[Part of a data file]
====
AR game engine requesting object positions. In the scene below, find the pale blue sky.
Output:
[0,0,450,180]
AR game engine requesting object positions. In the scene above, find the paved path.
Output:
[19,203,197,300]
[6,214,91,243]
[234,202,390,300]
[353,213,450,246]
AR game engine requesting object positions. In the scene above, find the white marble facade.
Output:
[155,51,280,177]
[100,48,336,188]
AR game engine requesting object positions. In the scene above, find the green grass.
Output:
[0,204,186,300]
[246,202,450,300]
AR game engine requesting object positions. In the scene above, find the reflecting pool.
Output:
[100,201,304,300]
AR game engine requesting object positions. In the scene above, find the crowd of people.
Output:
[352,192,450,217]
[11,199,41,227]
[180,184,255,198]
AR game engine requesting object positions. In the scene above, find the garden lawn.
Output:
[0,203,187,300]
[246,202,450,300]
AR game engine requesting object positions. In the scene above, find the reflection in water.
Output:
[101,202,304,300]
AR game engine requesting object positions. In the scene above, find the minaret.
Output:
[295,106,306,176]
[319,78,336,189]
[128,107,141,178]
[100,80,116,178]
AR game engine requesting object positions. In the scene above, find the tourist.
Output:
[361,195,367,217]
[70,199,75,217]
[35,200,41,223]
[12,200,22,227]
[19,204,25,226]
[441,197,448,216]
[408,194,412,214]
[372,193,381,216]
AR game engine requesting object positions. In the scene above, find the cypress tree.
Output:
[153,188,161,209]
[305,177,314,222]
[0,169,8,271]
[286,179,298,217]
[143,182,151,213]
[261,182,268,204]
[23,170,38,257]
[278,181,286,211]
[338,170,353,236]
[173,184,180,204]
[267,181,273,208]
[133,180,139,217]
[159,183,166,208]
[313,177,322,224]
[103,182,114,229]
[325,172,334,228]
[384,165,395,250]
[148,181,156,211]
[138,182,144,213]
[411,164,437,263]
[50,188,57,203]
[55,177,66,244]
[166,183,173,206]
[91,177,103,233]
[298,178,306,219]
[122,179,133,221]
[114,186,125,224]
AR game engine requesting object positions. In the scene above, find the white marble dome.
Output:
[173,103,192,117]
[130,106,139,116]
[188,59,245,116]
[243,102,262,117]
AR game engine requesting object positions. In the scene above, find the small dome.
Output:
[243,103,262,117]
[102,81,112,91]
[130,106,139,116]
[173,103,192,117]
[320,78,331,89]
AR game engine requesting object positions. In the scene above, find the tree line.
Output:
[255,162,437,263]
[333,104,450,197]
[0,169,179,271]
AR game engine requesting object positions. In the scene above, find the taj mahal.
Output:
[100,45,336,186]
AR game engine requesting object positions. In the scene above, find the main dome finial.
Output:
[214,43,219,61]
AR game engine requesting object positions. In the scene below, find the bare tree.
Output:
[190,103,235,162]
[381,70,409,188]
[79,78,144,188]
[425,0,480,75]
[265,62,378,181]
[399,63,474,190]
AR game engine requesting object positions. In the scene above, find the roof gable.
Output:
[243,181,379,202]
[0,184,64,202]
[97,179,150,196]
====
WRITTEN PROBLEM ->
Duplicate all of these records line for line, changing nothing.

SOLUTION FOR THIS PROBLEM ->
AR game engine requesting object positions. In the scene below, find the pale blue sky.
Output:
[0,0,450,180]
AR game engine requesting object positions. In the scene above, find the paved path.
Output:
[19,203,197,300]
[6,214,91,243]
[234,202,390,300]
[353,213,450,246]
AR game engine requesting object positions. In the scene above, find the white marble facade.
Output:
[155,51,280,177]
[100,48,336,188]
AR game engine requesting object positions. In the scene above, find the green grass.
Output:
[0,204,186,300]
[246,202,450,300]
AR game engine requesting object positions. In the scene above, find the reflecting pool.
Output:
[100,201,304,300]
AR game engine requesting object positions. In the scene above, find the crowd of people.
Output:
[352,192,450,217]
[11,199,41,227]
[180,184,255,198]
AR game engine requesting object positions. In the scene above, find the garden lawn.
Output:
[0,203,187,300]
[246,202,450,300]
AR game engine requesting object positions. In the scene above, find the reflection in water.
Output:
[101,202,304,300]
AR game engine requesting object positions. In the scene above, find the minaret.
Output:
[295,106,306,176]
[319,78,336,189]
[128,107,141,178]
[100,80,116,178]
AR game engine requesting object positions. In the scene above, find the tourist.
Output:
[361,195,367,217]
[70,199,75,217]
[35,200,41,223]
[12,200,22,227]
[19,204,25,226]
[441,197,448,216]
[408,194,412,214]
[372,193,381,216]
AR game engine requesting object positions. In the scene above, find the cypress tree.
Output:
[153,188,161,209]
[305,177,314,222]
[0,169,8,271]
[286,179,298,217]
[143,182,151,213]
[261,182,268,204]
[23,170,38,257]
[278,181,286,211]
[338,170,353,236]
[173,184,180,204]
[267,181,273,208]
[133,180,139,217]
[159,183,166,208]
[313,177,322,224]
[103,182,114,229]
[325,172,334,228]
[384,165,395,250]
[148,181,156,211]
[138,182,144,213]
[411,164,437,263]
[50,188,57,203]
[55,177,66,244]
[166,183,173,206]
[91,177,103,233]
[298,178,306,219]
[122,179,133,221]
[114,186,125,224]
AR game engine requesting object positions. In the scene above, find the white marble dome.
Output:
[173,103,192,117]
[130,106,139,116]
[188,59,245,116]
[243,102,262,117]
AR game engine requesting object positions. In the scene above, find the small dome.
Output:
[243,103,262,117]
[102,81,112,91]
[130,106,139,116]
[173,103,192,117]
[320,78,331,89]
AR game engine requesting object positions. In the scene above, find the tree line.
Output:
[255,162,437,263]
[333,104,450,197]
[0,169,179,271]
AR game engine requesting object positions. In the scene above, find the taj mahal.
Output:
[100,45,336,186]
AR game engine requesting object positions. In the scene above, find the main dome finial.
Output:
[214,43,219,61]
AR game engine requesting object positions. In the scene below, find the bare tree.
Output:
[190,103,235,162]
[381,70,409,188]
[79,78,144,188]
[425,0,480,75]
[265,62,378,181]
[399,63,474,190]
AR game engine requesting object positions. In the scene above, find the roof gable.
Output:
[243,181,379,202]
[0,184,64,202]
[97,179,150,196]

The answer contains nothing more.